-- Start DATA RECORDS --
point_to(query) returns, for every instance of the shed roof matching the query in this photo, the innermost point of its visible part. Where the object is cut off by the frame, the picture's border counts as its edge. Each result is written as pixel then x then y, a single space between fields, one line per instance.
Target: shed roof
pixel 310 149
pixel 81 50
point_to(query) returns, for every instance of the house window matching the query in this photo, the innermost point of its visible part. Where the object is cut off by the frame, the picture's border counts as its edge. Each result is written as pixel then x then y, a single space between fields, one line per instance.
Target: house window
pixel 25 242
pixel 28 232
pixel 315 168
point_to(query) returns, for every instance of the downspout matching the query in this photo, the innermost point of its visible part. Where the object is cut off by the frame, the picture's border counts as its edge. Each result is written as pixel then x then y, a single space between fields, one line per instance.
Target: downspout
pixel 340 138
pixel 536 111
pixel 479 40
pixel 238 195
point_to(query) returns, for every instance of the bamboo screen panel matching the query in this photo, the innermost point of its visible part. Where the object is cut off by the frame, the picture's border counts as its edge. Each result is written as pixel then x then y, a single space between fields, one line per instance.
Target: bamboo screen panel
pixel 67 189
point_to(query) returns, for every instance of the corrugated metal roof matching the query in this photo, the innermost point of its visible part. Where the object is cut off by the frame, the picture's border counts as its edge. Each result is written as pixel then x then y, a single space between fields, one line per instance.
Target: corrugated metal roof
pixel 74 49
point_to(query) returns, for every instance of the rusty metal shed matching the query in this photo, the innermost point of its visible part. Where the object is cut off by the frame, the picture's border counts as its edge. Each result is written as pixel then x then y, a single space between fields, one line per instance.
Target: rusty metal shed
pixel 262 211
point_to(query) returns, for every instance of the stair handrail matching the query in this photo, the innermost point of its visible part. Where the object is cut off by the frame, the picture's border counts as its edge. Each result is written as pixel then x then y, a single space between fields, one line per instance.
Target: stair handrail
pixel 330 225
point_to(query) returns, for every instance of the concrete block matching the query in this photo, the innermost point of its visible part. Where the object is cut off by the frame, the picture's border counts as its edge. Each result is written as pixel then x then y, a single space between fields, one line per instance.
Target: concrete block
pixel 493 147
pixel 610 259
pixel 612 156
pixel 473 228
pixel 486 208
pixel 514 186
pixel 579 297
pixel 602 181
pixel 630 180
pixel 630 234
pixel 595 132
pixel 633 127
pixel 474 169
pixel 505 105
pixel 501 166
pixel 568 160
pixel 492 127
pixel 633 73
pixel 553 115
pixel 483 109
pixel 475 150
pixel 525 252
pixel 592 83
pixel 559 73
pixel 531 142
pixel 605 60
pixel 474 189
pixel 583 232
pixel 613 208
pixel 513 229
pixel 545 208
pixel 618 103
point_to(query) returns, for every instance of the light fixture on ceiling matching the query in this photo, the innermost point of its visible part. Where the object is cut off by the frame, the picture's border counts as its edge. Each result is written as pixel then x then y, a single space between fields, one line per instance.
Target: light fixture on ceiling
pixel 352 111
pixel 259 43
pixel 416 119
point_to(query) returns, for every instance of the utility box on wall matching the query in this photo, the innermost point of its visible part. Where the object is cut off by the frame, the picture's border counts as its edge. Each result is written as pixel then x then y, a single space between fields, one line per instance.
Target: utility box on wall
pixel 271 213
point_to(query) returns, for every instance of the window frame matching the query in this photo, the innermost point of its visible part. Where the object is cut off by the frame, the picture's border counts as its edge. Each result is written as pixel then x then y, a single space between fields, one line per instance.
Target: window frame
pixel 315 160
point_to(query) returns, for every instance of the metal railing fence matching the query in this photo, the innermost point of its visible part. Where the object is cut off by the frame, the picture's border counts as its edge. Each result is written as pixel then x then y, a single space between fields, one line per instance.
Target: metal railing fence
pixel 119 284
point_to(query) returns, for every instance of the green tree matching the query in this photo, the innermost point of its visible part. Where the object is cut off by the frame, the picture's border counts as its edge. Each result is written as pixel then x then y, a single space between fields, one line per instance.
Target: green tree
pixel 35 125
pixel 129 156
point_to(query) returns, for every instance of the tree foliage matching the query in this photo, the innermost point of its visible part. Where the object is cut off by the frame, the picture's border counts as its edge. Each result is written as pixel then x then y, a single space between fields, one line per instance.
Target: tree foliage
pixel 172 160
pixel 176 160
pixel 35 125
-- End DATA RECORDS --
- _SHORT TASK_: Could you copy out, word for word, the entries starting at the line containing "point_to(query) returns, for every instance of the tree" and ending at the final line of the entries, both included?

- _FINISHED ANSWER_:
point_to(query) returns, for every instance of the tree foliage matching the query in this photo, the innermost point of its visible part. Where the object is cut off by the frame, the picture's border counts as its edge. Each result is written as pixel then x then y, a single space between fields, one line per instance.
Target: tree foliage
pixel 172 160
pixel 176 160
pixel 35 125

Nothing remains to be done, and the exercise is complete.